Copy the records below in full, keeping each word as it is but omitting the pictures.

- **Data section**:
= = = = =

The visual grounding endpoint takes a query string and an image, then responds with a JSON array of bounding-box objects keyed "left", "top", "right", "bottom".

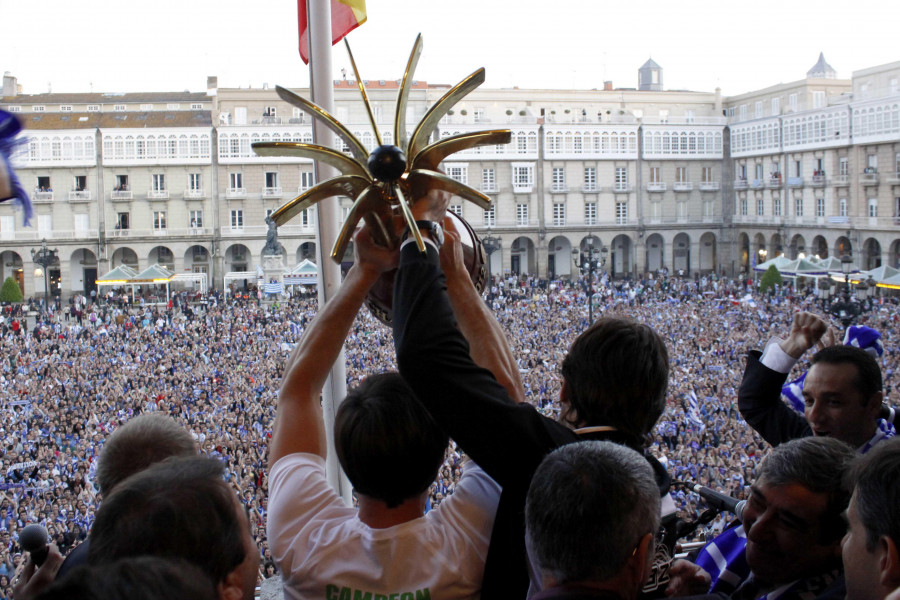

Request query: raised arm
[
  {"left": 394, "top": 190, "right": 563, "bottom": 486},
  {"left": 269, "top": 225, "right": 398, "bottom": 468},
  {"left": 441, "top": 218, "right": 525, "bottom": 404}
]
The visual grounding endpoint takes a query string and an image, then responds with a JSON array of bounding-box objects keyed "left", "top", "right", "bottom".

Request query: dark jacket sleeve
[
  {"left": 737, "top": 350, "right": 812, "bottom": 447},
  {"left": 393, "top": 242, "right": 566, "bottom": 487}
]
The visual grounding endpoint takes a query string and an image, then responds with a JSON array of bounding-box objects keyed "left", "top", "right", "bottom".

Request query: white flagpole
[{"left": 306, "top": 0, "right": 352, "bottom": 503}]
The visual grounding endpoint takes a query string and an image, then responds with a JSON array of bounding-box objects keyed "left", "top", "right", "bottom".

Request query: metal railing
[
  {"left": 68, "top": 190, "right": 92, "bottom": 201},
  {"left": 147, "top": 190, "right": 169, "bottom": 200},
  {"left": 646, "top": 182, "right": 666, "bottom": 192},
  {"left": 699, "top": 181, "right": 720, "bottom": 191},
  {"left": 673, "top": 182, "right": 693, "bottom": 191}
]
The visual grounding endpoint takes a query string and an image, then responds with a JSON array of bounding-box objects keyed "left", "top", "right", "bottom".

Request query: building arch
[
  {"left": 645, "top": 233, "right": 665, "bottom": 274},
  {"left": 296, "top": 242, "right": 317, "bottom": 264},
  {"left": 69, "top": 248, "right": 98, "bottom": 296},
  {"left": 111, "top": 247, "right": 138, "bottom": 270},
  {"left": 862, "top": 238, "right": 881, "bottom": 270},
  {"left": 834, "top": 236, "right": 852, "bottom": 257},
  {"left": 225, "top": 244, "right": 251, "bottom": 272},
  {"left": 699, "top": 232, "right": 716, "bottom": 273},
  {"left": 184, "top": 245, "right": 210, "bottom": 274},
  {"left": 737, "top": 232, "right": 750, "bottom": 273},
  {"left": 811, "top": 236, "right": 828, "bottom": 260},
  {"left": 673, "top": 232, "right": 691, "bottom": 275},
  {"left": 0, "top": 251, "right": 25, "bottom": 297},
  {"left": 789, "top": 234, "right": 807, "bottom": 259},
  {"left": 547, "top": 235, "right": 573, "bottom": 279},
  {"left": 148, "top": 246, "right": 175, "bottom": 270},
  {"left": 509, "top": 236, "right": 535, "bottom": 274},
  {"left": 610, "top": 234, "right": 633, "bottom": 278}
]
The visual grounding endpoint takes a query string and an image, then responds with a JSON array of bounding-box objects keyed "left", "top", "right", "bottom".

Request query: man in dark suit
[
  {"left": 392, "top": 188, "right": 672, "bottom": 598},
  {"left": 738, "top": 311, "right": 887, "bottom": 452}
]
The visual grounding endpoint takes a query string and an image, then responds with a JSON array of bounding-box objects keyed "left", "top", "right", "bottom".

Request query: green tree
[
  {"left": 0, "top": 277, "right": 23, "bottom": 303},
  {"left": 759, "top": 264, "right": 783, "bottom": 294}
]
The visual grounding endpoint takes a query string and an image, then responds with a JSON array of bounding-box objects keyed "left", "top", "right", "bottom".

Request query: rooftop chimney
[
  {"left": 3, "top": 73, "right": 17, "bottom": 98},
  {"left": 603, "top": 81, "right": 613, "bottom": 91}
]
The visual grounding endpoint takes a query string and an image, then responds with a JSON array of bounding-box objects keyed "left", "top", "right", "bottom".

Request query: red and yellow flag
[{"left": 298, "top": 0, "right": 367, "bottom": 64}]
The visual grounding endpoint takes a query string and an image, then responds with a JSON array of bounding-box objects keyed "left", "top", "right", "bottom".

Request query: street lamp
[
  {"left": 816, "top": 276, "right": 832, "bottom": 310},
  {"left": 572, "top": 239, "right": 608, "bottom": 324},
  {"left": 481, "top": 232, "right": 501, "bottom": 282},
  {"left": 31, "top": 238, "right": 58, "bottom": 318},
  {"left": 828, "top": 254, "right": 869, "bottom": 328}
]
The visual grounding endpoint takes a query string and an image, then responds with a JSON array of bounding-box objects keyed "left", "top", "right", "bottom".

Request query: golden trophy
[{"left": 253, "top": 35, "right": 511, "bottom": 323}]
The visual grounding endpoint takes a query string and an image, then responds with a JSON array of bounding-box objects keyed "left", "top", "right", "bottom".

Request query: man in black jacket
[
  {"left": 392, "top": 189, "right": 672, "bottom": 598},
  {"left": 738, "top": 312, "right": 887, "bottom": 452}
]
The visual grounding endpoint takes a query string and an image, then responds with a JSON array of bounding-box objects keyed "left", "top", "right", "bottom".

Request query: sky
[{"left": 3, "top": 0, "right": 898, "bottom": 98}]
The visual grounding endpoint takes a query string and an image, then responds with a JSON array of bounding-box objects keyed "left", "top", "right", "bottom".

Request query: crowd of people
[{"left": 0, "top": 270, "right": 898, "bottom": 596}]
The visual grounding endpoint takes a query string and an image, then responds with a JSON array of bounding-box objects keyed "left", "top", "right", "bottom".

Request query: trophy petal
[
  {"left": 407, "top": 169, "right": 492, "bottom": 210},
  {"left": 275, "top": 85, "right": 369, "bottom": 161},
  {"left": 269, "top": 175, "right": 371, "bottom": 226},
  {"left": 252, "top": 142, "right": 369, "bottom": 178},
  {"left": 392, "top": 185, "right": 425, "bottom": 253},
  {"left": 407, "top": 68, "right": 485, "bottom": 161},
  {"left": 411, "top": 130, "right": 512, "bottom": 169},
  {"left": 331, "top": 184, "right": 397, "bottom": 261},
  {"left": 394, "top": 33, "right": 424, "bottom": 153},
  {"left": 343, "top": 39, "right": 383, "bottom": 147}
]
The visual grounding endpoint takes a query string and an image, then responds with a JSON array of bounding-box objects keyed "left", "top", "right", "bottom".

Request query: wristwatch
[{"left": 408, "top": 220, "right": 444, "bottom": 248}]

= = = = =

- **Problem solution**:
The visual grounding endpoint takes a query string and an image, then responds with a JSON array of bounding-box objects keyed "left", "top", "right", "bottom".


Request query: raised arm
[
  {"left": 394, "top": 190, "right": 563, "bottom": 486},
  {"left": 269, "top": 225, "right": 398, "bottom": 468},
  {"left": 441, "top": 218, "right": 525, "bottom": 404}
]
The visual grounding endpoint takes a query string and an image, then responds with a JSON array of bounding-box objects keyed "left", "top", "right", "bottom".

Request query: dark jacket sleeve
[
  {"left": 737, "top": 350, "right": 812, "bottom": 447},
  {"left": 393, "top": 242, "right": 566, "bottom": 487}
]
The visual grounding endpoint takes a query string and an image, then responds with a JSON array of bounding-box objects keyed "left", "top", "right", "bottom".

Request query: white flagpole
[{"left": 306, "top": 0, "right": 352, "bottom": 503}]
The visual grounding endpoint takes a query string and an image, then responds with a JSON array of bounding-box objects keyed "left", "top", "right", "bottom".

Request query: metal railing
[
  {"left": 68, "top": 190, "right": 92, "bottom": 201},
  {"left": 147, "top": 190, "right": 169, "bottom": 200},
  {"left": 646, "top": 182, "right": 666, "bottom": 192},
  {"left": 699, "top": 181, "right": 720, "bottom": 191},
  {"left": 673, "top": 182, "right": 693, "bottom": 191}
]
The visual grounding endpoint takes a query string and an image, then responds with a JSON array of bounding-box objects keyed "left", "top", "right", "bottom".

Request query: building arch
[
  {"left": 645, "top": 233, "right": 665, "bottom": 274},
  {"left": 296, "top": 242, "right": 317, "bottom": 264},
  {"left": 69, "top": 248, "right": 98, "bottom": 296},
  {"left": 111, "top": 247, "right": 138, "bottom": 270},
  {"left": 862, "top": 238, "right": 881, "bottom": 270},
  {"left": 834, "top": 236, "right": 852, "bottom": 257},
  {"left": 225, "top": 244, "right": 251, "bottom": 272},
  {"left": 699, "top": 232, "right": 716, "bottom": 273},
  {"left": 184, "top": 245, "right": 210, "bottom": 274},
  {"left": 737, "top": 232, "right": 750, "bottom": 273},
  {"left": 811, "top": 236, "right": 828, "bottom": 260},
  {"left": 673, "top": 232, "right": 691, "bottom": 275},
  {"left": 0, "top": 251, "right": 25, "bottom": 297},
  {"left": 789, "top": 234, "right": 807, "bottom": 259},
  {"left": 547, "top": 235, "right": 573, "bottom": 279},
  {"left": 148, "top": 246, "right": 175, "bottom": 270},
  {"left": 509, "top": 236, "right": 535, "bottom": 274},
  {"left": 610, "top": 234, "right": 633, "bottom": 278}
]
The visual grounding endpoint takes a query string and an image, then responds with a JSON array of bounding-box objects keyed "left", "top", "right", "bottom".

Request query: man in dark suit
[
  {"left": 392, "top": 188, "right": 672, "bottom": 598},
  {"left": 738, "top": 311, "right": 887, "bottom": 452}
]
The visual grounding endpoint takes a query string and an image, then responds with a JSON array of bounding-box objects keyed "left", "top", "right", "bottom".

Request query: green tree
[
  {"left": 0, "top": 277, "right": 23, "bottom": 303},
  {"left": 759, "top": 264, "right": 783, "bottom": 294}
]
The visual grounding endpoint takes a query string and an image, then responds with a JSON array of bounding-box objects keyed "left", "top", "right", "bottom".

Request query: rooftop chimney
[
  {"left": 3, "top": 73, "right": 17, "bottom": 98},
  {"left": 603, "top": 81, "right": 613, "bottom": 91}
]
The visual grounding endpoint takes a query string and an image, then responds with a JSON array of bounding-box objects keyed "left", "top", "right", "bottom".

Request query: red and yellow flag
[{"left": 298, "top": 0, "right": 367, "bottom": 64}]
The visual grounding endpoint takes a query string and an image, then responds with a JSON array of bounding-box objects keyed "left", "top", "right", "bottom".

Request query: street lamp
[
  {"left": 816, "top": 276, "right": 832, "bottom": 310},
  {"left": 572, "top": 239, "right": 608, "bottom": 324},
  {"left": 481, "top": 232, "right": 501, "bottom": 282},
  {"left": 31, "top": 238, "right": 58, "bottom": 318},
  {"left": 828, "top": 254, "right": 869, "bottom": 328}
]
The visual grounding endpoint takes a query string and an image, then responds with a JSON array of bounding-box objects keyed "left", "top", "right", "bottom".

Request query: golden trophy
[{"left": 253, "top": 35, "right": 511, "bottom": 323}]
The visual grounding endpoint takes a query string and an image, then responds with a JSON array of bounding-box objects keyed "left", "top", "right", "bottom".

Request query: man in black jacket
[
  {"left": 392, "top": 189, "right": 672, "bottom": 598},
  {"left": 738, "top": 312, "right": 887, "bottom": 452}
]
The visual grounding endpoint takes a query string and an image, then responds with a JSON array of bounding-box objects keyed "left", "top", "right", "bottom".

Request query: sky
[{"left": 3, "top": 0, "right": 898, "bottom": 98}]
The visual grounding endpoint takes a query string and an image, then responds with a JSON array of bounding-box objects keyed "left", "top", "right", "bottom".

Request query: crowd of people
[{"left": 0, "top": 270, "right": 898, "bottom": 596}]
The visual grounding endpoint takes a query string and an image, then responds with a JSON array of bounding-box objects keyed "left", "top", "right", "bottom".

Request query: trophy petal
[
  {"left": 407, "top": 169, "right": 492, "bottom": 210},
  {"left": 275, "top": 85, "right": 369, "bottom": 161},
  {"left": 269, "top": 175, "right": 371, "bottom": 226},
  {"left": 252, "top": 142, "right": 369, "bottom": 178},
  {"left": 392, "top": 185, "right": 425, "bottom": 253},
  {"left": 407, "top": 68, "right": 485, "bottom": 161},
  {"left": 411, "top": 130, "right": 512, "bottom": 169},
  {"left": 331, "top": 184, "right": 397, "bottom": 261},
  {"left": 394, "top": 33, "right": 424, "bottom": 153},
  {"left": 343, "top": 39, "right": 383, "bottom": 147}
]
The visual grounding endpoint takes a query string and an image, then responds with a JSON array of bounding-box objects keyed "left", "top", "right", "bottom".

Request query: wristwatch
[{"left": 408, "top": 220, "right": 444, "bottom": 248}]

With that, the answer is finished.